## Work instruction:
Quote the stretch from "www.cicerone.co.uk" through "Outward Bound schools." in the text about Colin Mortlock below, word for word.

## Excerpted passage:

Colin Mortlock was founder and first chairman of the National Association of Outdoor Adventure Education. He is currently chairman of the Adventure & Environmental Awareness Group. He has written extensively on outdoor education and has an international reputation as a keynote lecturer on adventure and values.

www.cicerone.co.uk
 
PRESENTATION
Colin,now in his 70’s, will look at the meaning and implications of adventure both in its broad sense as an approach to life ; and in its more conventional sense in terms of experiences in wild nature. His third book, The Spirit of Adventure”, is to be published this year and is particularly concerned with the potentially huge importance of outdoor experiences, especially expeditions, solos and frontier adventure in an increasingly disturbed modern world. The presentation, like the book, is in the great tradition of Kurt Hahn : “Education (or learning) is, or should be, concerned with the development of the individual in the pursuit of truth”.
 
WORKSHOP
An exploration of the implementation of the ideas and values as expressed in the new book and how they relate with current practice in Outward Bound schools.

## Record excerpts:

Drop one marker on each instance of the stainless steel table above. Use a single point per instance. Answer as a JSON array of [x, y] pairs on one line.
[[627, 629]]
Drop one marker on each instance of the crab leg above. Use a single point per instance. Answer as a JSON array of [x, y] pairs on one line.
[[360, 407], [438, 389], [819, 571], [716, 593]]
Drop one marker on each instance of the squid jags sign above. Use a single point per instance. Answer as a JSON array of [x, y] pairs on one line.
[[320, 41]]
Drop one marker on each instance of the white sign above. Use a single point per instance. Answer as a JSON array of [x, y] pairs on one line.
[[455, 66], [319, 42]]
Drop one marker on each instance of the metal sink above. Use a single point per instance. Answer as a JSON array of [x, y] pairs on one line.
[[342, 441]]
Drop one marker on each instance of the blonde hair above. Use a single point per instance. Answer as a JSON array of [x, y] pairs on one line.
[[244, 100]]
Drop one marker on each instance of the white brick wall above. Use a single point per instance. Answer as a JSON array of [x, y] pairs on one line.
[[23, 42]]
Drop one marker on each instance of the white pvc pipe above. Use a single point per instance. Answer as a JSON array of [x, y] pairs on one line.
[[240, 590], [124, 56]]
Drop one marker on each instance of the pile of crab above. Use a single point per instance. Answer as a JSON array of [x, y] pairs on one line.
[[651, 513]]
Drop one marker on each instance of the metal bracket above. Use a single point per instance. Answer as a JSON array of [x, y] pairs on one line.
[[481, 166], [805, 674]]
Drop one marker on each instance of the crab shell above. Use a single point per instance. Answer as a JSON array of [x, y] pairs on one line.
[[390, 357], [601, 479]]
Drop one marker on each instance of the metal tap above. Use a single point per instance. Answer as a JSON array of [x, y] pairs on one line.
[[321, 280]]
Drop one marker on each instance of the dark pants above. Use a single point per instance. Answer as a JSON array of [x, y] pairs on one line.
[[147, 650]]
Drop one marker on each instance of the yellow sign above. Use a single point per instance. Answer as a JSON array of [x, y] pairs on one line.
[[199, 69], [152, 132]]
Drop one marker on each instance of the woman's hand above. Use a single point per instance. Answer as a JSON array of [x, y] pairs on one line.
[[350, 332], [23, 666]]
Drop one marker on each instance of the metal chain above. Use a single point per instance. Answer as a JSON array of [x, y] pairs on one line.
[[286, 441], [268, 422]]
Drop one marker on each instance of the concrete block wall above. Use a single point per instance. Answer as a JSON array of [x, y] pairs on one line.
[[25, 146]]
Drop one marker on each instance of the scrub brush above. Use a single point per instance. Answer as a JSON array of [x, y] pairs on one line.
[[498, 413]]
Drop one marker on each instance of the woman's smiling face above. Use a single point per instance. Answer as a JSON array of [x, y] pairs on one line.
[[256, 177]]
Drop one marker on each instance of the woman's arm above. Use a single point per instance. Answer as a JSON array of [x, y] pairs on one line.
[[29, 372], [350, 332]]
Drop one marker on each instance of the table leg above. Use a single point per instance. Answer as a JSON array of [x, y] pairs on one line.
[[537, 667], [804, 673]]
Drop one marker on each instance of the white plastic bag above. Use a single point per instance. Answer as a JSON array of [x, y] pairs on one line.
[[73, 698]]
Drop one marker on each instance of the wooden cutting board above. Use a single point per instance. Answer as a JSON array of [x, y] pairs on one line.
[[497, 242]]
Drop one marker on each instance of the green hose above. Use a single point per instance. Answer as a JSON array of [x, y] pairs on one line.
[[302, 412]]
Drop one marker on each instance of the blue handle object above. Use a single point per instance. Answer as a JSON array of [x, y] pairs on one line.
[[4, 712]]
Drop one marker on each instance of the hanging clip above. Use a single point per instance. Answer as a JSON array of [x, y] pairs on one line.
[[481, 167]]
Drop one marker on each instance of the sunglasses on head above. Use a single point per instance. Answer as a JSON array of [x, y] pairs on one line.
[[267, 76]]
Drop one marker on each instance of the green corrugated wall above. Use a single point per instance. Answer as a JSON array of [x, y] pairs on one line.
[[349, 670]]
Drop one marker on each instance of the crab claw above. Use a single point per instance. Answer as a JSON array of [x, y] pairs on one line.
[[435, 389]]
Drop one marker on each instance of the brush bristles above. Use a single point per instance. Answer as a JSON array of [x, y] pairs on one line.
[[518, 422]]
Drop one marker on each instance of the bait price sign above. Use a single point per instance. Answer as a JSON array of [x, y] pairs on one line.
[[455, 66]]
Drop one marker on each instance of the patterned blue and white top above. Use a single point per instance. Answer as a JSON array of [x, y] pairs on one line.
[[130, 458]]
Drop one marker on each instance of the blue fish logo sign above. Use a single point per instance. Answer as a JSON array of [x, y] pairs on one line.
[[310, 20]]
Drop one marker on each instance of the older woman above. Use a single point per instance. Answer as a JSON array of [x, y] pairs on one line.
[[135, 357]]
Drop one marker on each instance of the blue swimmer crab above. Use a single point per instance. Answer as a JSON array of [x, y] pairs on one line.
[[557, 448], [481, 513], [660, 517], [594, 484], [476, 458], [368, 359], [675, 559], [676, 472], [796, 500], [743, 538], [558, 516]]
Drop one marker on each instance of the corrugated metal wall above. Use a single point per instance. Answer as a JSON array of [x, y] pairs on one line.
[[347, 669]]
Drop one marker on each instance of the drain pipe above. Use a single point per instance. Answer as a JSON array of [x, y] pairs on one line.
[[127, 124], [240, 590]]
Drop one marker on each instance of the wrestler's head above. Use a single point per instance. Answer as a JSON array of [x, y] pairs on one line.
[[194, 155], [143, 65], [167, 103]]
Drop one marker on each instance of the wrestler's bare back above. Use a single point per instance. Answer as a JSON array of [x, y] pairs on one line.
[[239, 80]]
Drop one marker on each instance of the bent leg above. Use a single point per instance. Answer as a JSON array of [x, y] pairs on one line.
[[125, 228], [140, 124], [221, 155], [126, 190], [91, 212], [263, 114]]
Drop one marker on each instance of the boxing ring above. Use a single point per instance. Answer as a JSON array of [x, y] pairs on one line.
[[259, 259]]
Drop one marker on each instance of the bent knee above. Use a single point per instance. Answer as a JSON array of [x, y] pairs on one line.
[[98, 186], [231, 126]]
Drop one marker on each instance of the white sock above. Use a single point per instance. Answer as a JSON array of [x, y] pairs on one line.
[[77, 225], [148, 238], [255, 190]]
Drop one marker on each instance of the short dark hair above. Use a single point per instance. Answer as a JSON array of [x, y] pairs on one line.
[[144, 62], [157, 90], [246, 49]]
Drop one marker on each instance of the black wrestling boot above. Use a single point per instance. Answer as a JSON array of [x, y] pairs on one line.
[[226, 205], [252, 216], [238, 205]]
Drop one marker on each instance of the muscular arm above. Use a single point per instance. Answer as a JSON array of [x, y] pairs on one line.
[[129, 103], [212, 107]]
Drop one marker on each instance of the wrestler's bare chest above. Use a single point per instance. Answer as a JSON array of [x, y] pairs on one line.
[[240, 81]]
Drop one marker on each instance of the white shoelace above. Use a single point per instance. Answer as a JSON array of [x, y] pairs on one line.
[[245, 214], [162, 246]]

## Answer to this exercise:
www.cicerone.co.uk
 
PRESENTATION
Colin,now in his 70’s, will look at the meaning and implications of adventure both in its broad sense as an approach to life ; and in its more conventional sense in terms of experiences in wild nature. His third book, The Spirit of Adventure”, is to be published this year and is particularly concerned with the potentially huge importance of outdoor experiences, especially expeditions, solos and frontier adventure in an increasingly disturbed modern world. The presentation, like the book, is in the great tradition of Kurt Hahn : “Education (or learning) is, or should be, concerned with the development of the individual in the pursuit of truth”.
 
WORKSHOP
An exploration of the implementation of the ideas and values as expressed in the new book and how they relate with current practice in Outward Bound schools.